> **Exercise objective**: In the data below, swap every occurrence of "draw a bounding box around it" for "mark it with a box" and reproduce the rest of the data with no other changes, omitting the pictures.

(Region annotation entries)

· · · ·

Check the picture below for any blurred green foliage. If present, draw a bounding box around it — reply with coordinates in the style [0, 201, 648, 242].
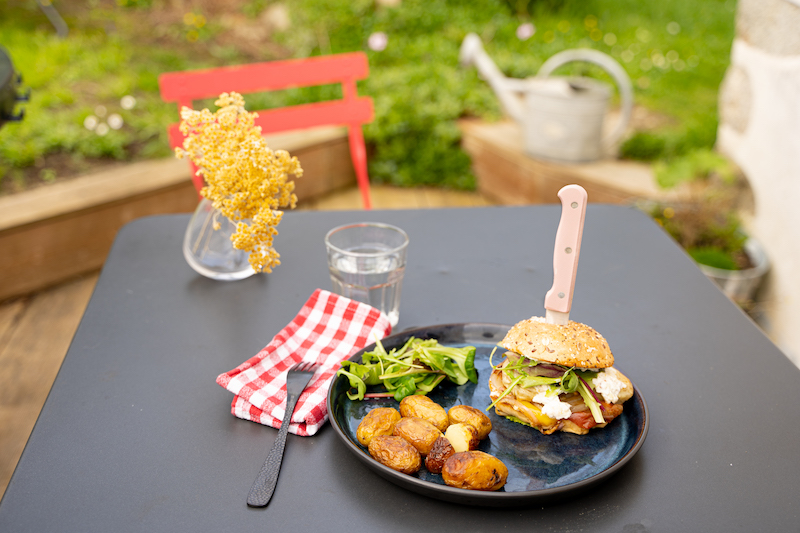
[0, 0, 735, 189]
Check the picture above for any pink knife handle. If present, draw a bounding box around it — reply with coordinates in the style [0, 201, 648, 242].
[544, 185, 589, 313]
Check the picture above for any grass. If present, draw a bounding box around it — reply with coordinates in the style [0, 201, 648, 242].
[0, 0, 735, 192]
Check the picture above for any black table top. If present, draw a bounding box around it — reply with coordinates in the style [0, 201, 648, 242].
[0, 204, 800, 533]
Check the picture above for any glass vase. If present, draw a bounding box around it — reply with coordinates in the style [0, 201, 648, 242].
[183, 198, 255, 281]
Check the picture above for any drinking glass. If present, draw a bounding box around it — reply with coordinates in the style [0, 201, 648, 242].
[325, 222, 408, 327]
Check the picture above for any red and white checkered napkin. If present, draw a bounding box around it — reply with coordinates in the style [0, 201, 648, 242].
[217, 289, 392, 436]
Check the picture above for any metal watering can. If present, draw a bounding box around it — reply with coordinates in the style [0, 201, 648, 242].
[459, 33, 633, 162]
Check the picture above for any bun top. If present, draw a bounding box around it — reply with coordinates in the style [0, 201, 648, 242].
[500, 316, 614, 368]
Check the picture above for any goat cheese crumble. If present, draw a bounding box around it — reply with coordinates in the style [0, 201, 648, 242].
[592, 367, 625, 403]
[533, 385, 572, 420]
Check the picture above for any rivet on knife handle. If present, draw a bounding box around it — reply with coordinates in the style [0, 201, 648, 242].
[544, 185, 588, 324]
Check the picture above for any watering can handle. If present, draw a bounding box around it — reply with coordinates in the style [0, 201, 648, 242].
[536, 49, 633, 146]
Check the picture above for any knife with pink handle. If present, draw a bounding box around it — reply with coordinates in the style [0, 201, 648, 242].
[544, 185, 589, 325]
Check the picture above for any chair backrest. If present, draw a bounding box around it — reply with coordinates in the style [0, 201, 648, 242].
[158, 52, 374, 208]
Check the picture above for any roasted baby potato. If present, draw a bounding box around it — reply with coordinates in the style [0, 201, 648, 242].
[356, 407, 401, 446]
[442, 450, 508, 491]
[369, 435, 422, 474]
[392, 416, 442, 455]
[444, 424, 480, 452]
[425, 437, 456, 474]
[447, 405, 492, 440]
[400, 394, 450, 431]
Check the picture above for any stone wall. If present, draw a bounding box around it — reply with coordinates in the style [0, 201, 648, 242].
[717, 0, 800, 366]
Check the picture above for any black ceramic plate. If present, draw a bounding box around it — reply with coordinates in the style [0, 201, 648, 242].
[328, 324, 648, 506]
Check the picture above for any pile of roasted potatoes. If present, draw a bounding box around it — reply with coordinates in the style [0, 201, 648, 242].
[356, 395, 508, 491]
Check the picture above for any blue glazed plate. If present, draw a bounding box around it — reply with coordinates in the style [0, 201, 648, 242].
[328, 324, 648, 507]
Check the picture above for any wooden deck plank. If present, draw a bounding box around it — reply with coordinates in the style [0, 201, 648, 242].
[0, 185, 492, 497]
[0, 273, 98, 495]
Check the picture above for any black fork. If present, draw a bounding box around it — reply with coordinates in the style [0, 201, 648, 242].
[247, 363, 317, 507]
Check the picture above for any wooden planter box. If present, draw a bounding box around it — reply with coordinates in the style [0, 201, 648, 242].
[0, 124, 355, 301]
[459, 120, 678, 205]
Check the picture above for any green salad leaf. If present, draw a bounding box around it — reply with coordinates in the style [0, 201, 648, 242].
[336, 337, 478, 401]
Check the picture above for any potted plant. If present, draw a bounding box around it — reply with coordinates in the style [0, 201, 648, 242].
[648, 150, 769, 308]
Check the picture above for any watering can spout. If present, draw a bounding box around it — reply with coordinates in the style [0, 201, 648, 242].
[459, 33, 633, 162]
[458, 33, 525, 122]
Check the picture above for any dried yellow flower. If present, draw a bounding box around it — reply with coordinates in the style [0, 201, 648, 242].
[175, 92, 303, 272]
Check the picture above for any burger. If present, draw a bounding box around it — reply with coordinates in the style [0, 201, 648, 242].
[489, 317, 633, 435]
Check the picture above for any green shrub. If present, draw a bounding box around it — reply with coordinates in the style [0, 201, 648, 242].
[0, 0, 735, 188]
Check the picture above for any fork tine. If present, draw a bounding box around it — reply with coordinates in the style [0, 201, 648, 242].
[290, 361, 317, 372]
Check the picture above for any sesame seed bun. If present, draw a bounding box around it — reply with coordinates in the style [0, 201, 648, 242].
[500, 316, 614, 368]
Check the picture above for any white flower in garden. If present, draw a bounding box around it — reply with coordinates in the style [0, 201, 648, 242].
[107, 113, 125, 130]
[517, 22, 536, 41]
[367, 31, 389, 52]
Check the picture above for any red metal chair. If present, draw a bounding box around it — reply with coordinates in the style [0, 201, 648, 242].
[158, 52, 374, 209]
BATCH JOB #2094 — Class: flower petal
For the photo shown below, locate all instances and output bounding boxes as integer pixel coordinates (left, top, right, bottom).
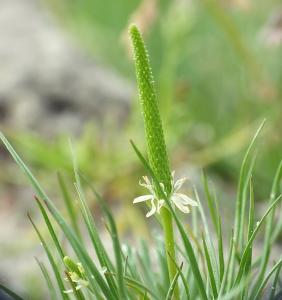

· · · ·

> **Solution to the exercise**:
Check the picture below for any blurred green foliage. If present, mark it with a box — reply with coordinates in the style [0, 201, 648, 242].
[0, 0, 735, 189]
Check the picture above for any pink knife handle. If present, mark it with a box — reply with coordinates in the style [0, 201, 648, 242].
[544, 185, 589, 313]
Check the picture above for any grass. If present, mark it with a box — reply with coordinates in the style [0, 201, 648, 242].
[0, 0, 735, 192]
Check the picture above for any black table top. If present, mark it with a box — reply with coordinates in the style [0, 201, 648, 242].
[0, 204, 800, 533]
Check the picture above for any glass vase. If present, mark it with a box — reply with coordinates in the style [0, 201, 648, 242].
[183, 198, 255, 281]
Check the picture above for any drinking glass. If present, mark it with a box — reply with coordinates in the style [0, 201, 648, 242].
[325, 222, 408, 327]
Check the picture above for any red and white checkered napkin. If present, mark it with a box — reply with coordinates in the style [0, 201, 648, 242].
[217, 289, 392, 436]
Check the picture above for any metal watering can. If present, mark it with a box — reply with coordinates in the style [0, 201, 648, 242].
[459, 33, 633, 162]
Check the picture above for any bun top. If present, mark it with a box — reply with coordinates in the style [0, 201, 648, 242].
[500, 316, 614, 368]
Check the picture above for any goat cheese crumble. If present, mark it with a box — reply with coordinates in the style [0, 201, 648, 242].
[592, 367, 625, 403]
[533, 385, 572, 420]
Check the picture above for any rivet on knife handle. If present, mark it with a box — reply with coordinates in the style [0, 201, 648, 242].
[544, 185, 588, 324]
Check the picture above for any watering can handle. If present, mark it with a box — reply with coordinates in the style [0, 201, 648, 242].
[536, 49, 633, 146]
Check the picture above for any knife with pink handle. If present, mark it with a box — reply with coordinates in the style [0, 201, 648, 242].
[544, 185, 589, 325]
Check the picture above for any chair backrest. If present, mark it with a box — reply with coordinates in the style [0, 201, 648, 242].
[158, 52, 374, 208]
Check the picture above for any roasted baby potato. If present, mark it with a box — reply with coordinates in the style [0, 201, 648, 242].
[356, 407, 401, 446]
[442, 450, 508, 491]
[369, 435, 422, 474]
[392, 416, 442, 455]
[444, 424, 480, 452]
[425, 437, 456, 474]
[447, 405, 492, 440]
[400, 394, 450, 431]
Check the picture above for any stone wall. If present, mark it with a box — reply with coordinates in the style [0, 201, 648, 242].
[717, 0, 800, 366]
Check the picture above for any black ceramic plate. If present, mark it with a box — reply with coordinates in the style [0, 201, 648, 242].
[328, 324, 648, 506]
Check the picture above for any pile of roasted potatoes. If present, mark it with a box — reply with coordinates in the style [0, 201, 648, 242].
[356, 395, 508, 491]
Check the picture above for any blue glazed plate. If present, mark it with a box — reply with coordinates in the style [0, 201, 648, 242].
[328, 324, 648, 507]
Check the picture above for any wooden deck plank. If present, mark it with a box — reply with coordinates in the style [0, 201, 648, 242].
[0, 185, 492, 497]
[0, 273, 98, 495]
Check the picture above for any black fork. If present, mark it with a box — reply with coordinates in the style [0, 201, 648, 242].
[247, 363, 317, 507]
Check the picture above for any wooden planter box. If present, mark it with a box — reply with coordinates in the style [0, 201, 648, 242].
[0, 124, 355, 301]
[459, 120, 678, 205]
Check the picture above for any green salad leaf. If present, mark it with a box — reply with coordinates in the style [0, 201, 648, 242].
[336, 337, 478, 401]
Check the picture above for any potted plant. If present, mark it with a box — reply with coordinates in the style [0, 201, 648, 242].
[648, 150, 769, 308]
Check the picture above for any watering can spout. If present, mark it with a box — reply with coordinates in the style [0, 201, 648, 242].
[459, 33, 633, 162]
[458, 33, 525, 122]
Check the picture above for any dried yellow flower. If present, mark it with a box — reply with coordinates in the style [0, 201, 648, 242].
[175, 92, 303, 272]
Check the picture above for any burger. If present, mark it with a box — reply with coordinates in the style [0, 201, 648, 242].
[489, 317, 633, 435]
Check the picture above for any green shrub. If present, mark it with a box — reply with coordinates in the style [0, 201, 648, 242].
[0, 0, 735, 188]
Check the picture above for any fork tine. If present, mark it with a box — reply with coordinates in the style [0, 201, 648, 242].
[290, 361, 317, 372]
Check the picture above for any sesame seed bun. If present, mark it with a box — reply with coordinates in the style [0, 201, 648, 242].
[500, 316, 614, 368]
Check the picture above for any white flower in garden. If present, mark it with a box — reply with coordinates in the style [0, 201, 648, 242].
[107, 113, 125, 130]
[517, 22, 536, 41]
[367, 31, 389, 52]
Check the picture above for any red metal chair. If present, mark it with a box — reply with coordinates in the style [0, 201, 648, 242].
[158, 52, 374, 209]
BATCH JOB #2094 — Class: flower petal
For the photo shown below, locate all instances and output bounding boxes as integer pixel coordinates (left, top, right, bottom).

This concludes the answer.